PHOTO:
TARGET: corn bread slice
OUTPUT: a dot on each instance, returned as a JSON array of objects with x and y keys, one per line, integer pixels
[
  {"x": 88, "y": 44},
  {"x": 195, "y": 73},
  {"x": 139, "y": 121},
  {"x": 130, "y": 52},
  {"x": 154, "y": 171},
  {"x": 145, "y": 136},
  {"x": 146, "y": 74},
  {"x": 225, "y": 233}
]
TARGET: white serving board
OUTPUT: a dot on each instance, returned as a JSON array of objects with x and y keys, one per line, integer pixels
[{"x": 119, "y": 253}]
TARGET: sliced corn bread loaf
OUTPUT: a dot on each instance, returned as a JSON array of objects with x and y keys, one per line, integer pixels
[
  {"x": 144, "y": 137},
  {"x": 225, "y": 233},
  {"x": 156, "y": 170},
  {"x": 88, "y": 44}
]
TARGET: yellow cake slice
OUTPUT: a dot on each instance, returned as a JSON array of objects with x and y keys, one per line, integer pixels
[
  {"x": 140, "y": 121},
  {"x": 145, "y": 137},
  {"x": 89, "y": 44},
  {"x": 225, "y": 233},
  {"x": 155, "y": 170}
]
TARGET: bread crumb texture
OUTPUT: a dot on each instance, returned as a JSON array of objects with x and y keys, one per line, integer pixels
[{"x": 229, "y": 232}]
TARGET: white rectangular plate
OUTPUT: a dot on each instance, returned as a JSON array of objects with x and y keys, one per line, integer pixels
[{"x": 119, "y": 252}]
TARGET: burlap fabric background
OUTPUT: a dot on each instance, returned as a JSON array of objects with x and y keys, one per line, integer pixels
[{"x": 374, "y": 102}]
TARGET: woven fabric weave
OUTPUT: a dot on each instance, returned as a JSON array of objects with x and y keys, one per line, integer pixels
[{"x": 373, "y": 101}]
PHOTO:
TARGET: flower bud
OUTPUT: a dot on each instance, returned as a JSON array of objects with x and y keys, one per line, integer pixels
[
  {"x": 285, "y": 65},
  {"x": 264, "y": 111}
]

** What you are asked to do **
Could you update the items above by replacing "corn bread" with "cornbread" throughout and leaving everything else unchanged?

** Result for this task **
PHOTO:
TARGET: cornbread slice
OUTPUT: a dot on each instance, returned as a JSON array of objects with x and y keys, one per line, integer pixels
[
  {"x": 88, "y": 44},
  {"x": 195, "y": 73},
  {"x": 139, "y": 121},
  {"x": 130, "y": 52},
  {"x": 154, "y": 171},
  {"x": 145, "y": 136},
  {"x": 146, "y": 74},
  {"x": 225, "y": 233}
]
TARGET: white serving board
OUTPUT: a dot on each instance, returned as a JSON array of objects with x and y keys, one per line, integer pixels
[{"x": 119, "y": 253}]
TARGET: sliced cornbread loaf
OUTPUT: a dot on each instance, returned as a JSON array of objects with x and y keys, one per line, integer pixels
[
  {"x": 144, "y": 137},
  {"x": 225, "y": 233},
  {"x": 156, "y": 170},
  {"x": 88, "y": 44}
]
TARGET: yellow cake slice
OUTPUT: a dot on each instance, returned as a JSON array of objects with x and y keys, one per line, integer pixels
[
  {"x": 140, "y": 121},
  {"x": 145, "y": 137},
  {"x": 89, "y": 44},
  {"x": 225, "y": 233},
  {"x": 155, "y": 170}
]
TARGET: bread crumb texture
OUTPUT: a dot on each instance, returned as a JSON array of objects with x and y keys, one per line, integer pixels
[{"x": 229, "y": 232}]
TARGET: white rectangular plate
OUTPUT: a dot on each instance, returned as a JSON array of objects with x and y keys, one per line, integer pixels
[{"x": 119, "y": 252}]
TARGET: burlap fabric background
OUTPUT: a dot on each instance, returned as a JSON array of objects with x and y keys, one per line, integer pixels
[{"x": 374, "y": 102}]
TARGET: woven fabric weave
OUTPUT: a dot on each instance, returned as a JSON array of objects with x and y keys, one per line, integer pixels
[{"x": 373, "y": 101}]
PHOTO:
TARGET: flower bud
OUTPUT: a dot on each instance, returned as a JSON array of objects with x and y keys, one per line, integer pixels
[
  {"x": 285, "y": 65},
  {"x": 264, "y": 111}
]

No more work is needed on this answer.